PROVIDED PASSAGE.
________________
Heart valve disease: What is it?

When one or more of the four heart valves malfunction, it can cause heart valve disease, which can be mild or severe.

“Patients with mild heart valve disease can have long and otherwise healthy lives. In advanced cases, patients are at risk of developing infections and complications such as heart failure and stroke,” says Dr Victor Chao, Senior Consultant, Department of Cardiothoracic Surgery, National Heart Centre Singapore (NHCS), a member of the SingHealth group.

Different types of heart valve problems

There are three main heart valve problems:

  • Regurgitation or leaky valve: This is backflow of blood because the valve doesn’t close properly. A valve prolapse, when the leaflets (small flaps of tissue that make up a valve) bulge into the upper heart chamber during contraction, can prevent the valve from closing properly. Mitral valve prolapse is a common type of valve prolapse.
  • Stenosis: This occurs when the valve’s leaflets thicken, stiffen or fuse causing the opening to narrow.
  • Atresia: This occurs when the valve doesn’t open at all, which prevents blood from passing through.

“Problems such as regurgitation and stenosis with one or more valves cause the heart to work harder to circulate blood to the body,” says Dr Chao.

Causes of heart valve disease

Heart valve disease can be present from birth (congenital) or it can develop during your lifetime (acquired) when healthy heart valves malfunction due to factors such as ageing, injury, infection and disease.

Congenital heart valve disease: This may be caused by abnormal valve size or shape, or an irregularity in the leaflets. This condition commonly affects the aortic or pulmonic valves, which control blood flow from the heart to the body.

Acquired heart valve disease: This condition may be caused by the following medical conditions:

  • Degeneration due to ageing
  • Rheumatic fever
  • Infective endocarditis
  • Coronary artery disease
  • Heart attack
  • Cardiomyopathy (heart muscle disease)
  • Hypertension
  • Aortic aneurysms
  • Connective tissue diseases, e.g. Marfan’s syndrome and myxomatous degeneration

“Ageing can cause calcium to accumulate on the heart valves, usually the aortic valve. This can develop into aortic stenosis,” says Dr Chao.
________________
QUESTIONS.
• A. Please reproduce the stretch of the heart valve disease overview from "Acquired heart valve" through "(heart muscle disease)" word for word.
• B. According to the heart valve disease overview, on which heart valve does ageing usually cause calcium to accumulate?
The listing has no connection to the heart valve disease overview.

Stored data entries
________________
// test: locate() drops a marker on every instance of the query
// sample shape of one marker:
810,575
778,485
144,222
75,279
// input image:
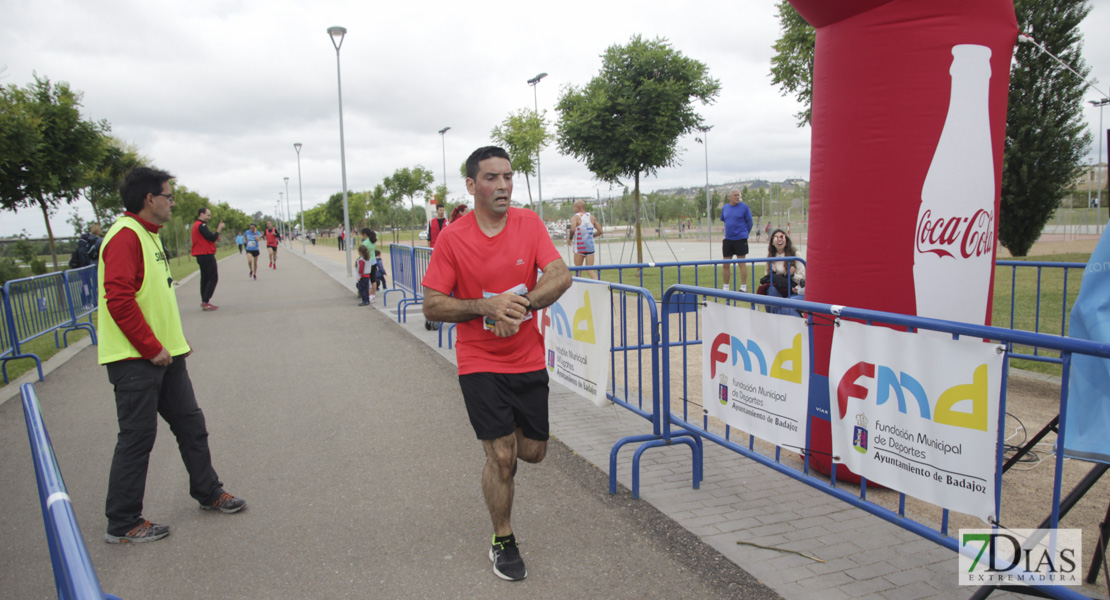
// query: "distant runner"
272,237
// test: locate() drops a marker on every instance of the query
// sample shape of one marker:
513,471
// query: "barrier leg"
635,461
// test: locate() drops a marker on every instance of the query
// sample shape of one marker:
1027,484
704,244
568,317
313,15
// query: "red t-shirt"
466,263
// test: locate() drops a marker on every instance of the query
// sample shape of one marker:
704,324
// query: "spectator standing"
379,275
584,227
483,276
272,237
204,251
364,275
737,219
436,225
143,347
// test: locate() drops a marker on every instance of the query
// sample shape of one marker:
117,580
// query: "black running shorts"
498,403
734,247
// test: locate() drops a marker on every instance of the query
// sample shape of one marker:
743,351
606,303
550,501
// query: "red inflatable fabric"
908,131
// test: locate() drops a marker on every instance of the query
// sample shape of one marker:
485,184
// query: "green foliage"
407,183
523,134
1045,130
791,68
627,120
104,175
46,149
________________
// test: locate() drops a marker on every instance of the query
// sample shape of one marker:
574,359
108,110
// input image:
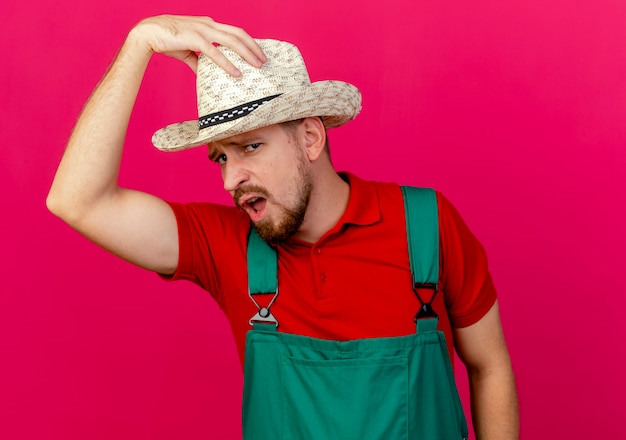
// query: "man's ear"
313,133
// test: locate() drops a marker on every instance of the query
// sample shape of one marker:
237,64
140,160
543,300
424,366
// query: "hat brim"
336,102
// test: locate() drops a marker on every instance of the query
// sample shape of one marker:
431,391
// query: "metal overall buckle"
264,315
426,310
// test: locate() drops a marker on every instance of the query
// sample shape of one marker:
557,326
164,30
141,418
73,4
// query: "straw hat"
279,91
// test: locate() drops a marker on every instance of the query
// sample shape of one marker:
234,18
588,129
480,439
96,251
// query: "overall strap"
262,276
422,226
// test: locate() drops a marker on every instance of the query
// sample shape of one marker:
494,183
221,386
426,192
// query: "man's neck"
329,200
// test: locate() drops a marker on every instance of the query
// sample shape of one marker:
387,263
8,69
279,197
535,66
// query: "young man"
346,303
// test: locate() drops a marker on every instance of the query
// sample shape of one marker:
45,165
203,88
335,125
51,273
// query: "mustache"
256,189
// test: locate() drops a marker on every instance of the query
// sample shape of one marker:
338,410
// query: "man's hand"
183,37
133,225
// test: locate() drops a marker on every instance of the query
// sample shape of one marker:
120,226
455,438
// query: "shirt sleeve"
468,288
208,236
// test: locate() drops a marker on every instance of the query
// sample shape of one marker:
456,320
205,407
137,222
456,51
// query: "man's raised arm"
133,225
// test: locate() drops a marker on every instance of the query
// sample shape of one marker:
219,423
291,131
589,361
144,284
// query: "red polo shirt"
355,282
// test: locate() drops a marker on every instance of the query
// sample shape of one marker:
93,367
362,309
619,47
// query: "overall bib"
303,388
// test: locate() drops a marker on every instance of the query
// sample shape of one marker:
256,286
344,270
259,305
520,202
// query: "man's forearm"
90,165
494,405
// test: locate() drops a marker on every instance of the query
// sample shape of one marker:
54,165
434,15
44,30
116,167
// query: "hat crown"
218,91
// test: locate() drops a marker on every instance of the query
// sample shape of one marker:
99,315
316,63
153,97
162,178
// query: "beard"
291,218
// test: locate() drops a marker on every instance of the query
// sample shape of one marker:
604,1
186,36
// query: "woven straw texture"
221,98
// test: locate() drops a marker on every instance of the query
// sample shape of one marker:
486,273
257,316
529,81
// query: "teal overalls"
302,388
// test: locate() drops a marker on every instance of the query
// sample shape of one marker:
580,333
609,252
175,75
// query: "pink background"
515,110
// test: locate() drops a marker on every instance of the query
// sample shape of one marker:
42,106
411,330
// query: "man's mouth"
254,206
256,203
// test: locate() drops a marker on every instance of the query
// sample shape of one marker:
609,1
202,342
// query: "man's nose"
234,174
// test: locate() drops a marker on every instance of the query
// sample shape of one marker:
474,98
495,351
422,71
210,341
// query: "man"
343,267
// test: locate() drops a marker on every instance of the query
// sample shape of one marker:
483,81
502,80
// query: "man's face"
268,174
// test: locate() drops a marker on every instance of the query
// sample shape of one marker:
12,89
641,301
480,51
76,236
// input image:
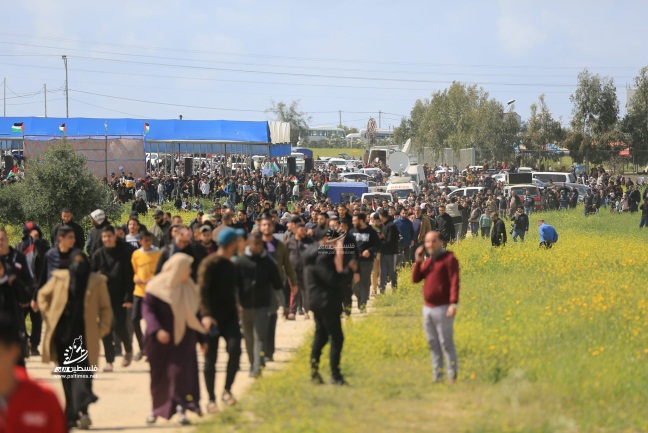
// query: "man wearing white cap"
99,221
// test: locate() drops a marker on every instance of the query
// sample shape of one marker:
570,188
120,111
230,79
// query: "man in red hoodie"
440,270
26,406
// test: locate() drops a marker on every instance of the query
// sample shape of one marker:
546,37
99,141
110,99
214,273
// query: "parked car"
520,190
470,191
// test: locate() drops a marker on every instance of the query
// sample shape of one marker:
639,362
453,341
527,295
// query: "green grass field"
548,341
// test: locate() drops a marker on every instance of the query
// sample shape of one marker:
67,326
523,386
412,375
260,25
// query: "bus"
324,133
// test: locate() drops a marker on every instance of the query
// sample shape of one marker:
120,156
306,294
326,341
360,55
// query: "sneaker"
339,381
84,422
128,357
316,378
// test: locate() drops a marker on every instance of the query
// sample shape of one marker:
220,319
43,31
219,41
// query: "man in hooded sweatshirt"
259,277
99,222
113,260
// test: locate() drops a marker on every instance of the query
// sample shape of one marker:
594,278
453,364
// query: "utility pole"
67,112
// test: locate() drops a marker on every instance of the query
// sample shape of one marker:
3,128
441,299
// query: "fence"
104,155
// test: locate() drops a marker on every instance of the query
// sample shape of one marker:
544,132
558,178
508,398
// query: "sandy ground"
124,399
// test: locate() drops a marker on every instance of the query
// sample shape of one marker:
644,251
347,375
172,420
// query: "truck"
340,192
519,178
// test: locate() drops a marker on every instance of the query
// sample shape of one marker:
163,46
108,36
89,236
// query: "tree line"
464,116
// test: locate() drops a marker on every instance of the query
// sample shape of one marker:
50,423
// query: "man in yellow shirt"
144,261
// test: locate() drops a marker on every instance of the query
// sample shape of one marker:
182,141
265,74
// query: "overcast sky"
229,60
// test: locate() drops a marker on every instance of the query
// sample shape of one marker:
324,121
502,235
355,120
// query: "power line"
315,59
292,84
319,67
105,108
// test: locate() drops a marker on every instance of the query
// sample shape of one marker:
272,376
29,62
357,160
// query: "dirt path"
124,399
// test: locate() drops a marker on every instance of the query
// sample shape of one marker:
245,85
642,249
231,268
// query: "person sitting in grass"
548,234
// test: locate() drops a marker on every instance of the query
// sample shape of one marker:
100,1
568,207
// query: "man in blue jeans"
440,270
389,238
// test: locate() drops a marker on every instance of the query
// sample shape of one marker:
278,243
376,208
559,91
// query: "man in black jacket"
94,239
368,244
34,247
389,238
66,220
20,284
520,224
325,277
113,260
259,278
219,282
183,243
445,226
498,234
________________
ANSWERS BY TASK.
• A.
Acquired heart valve disease: This condition may be caused by the following medical conditions:

  • Degeneration due to ageing
  • Rheumatic fever
  • Infective endocarditis
  • Coronary artery disease
  • Heart attack
  • Cardiomyopathy (heart muscle disease)

• B. Usually the aortic valve.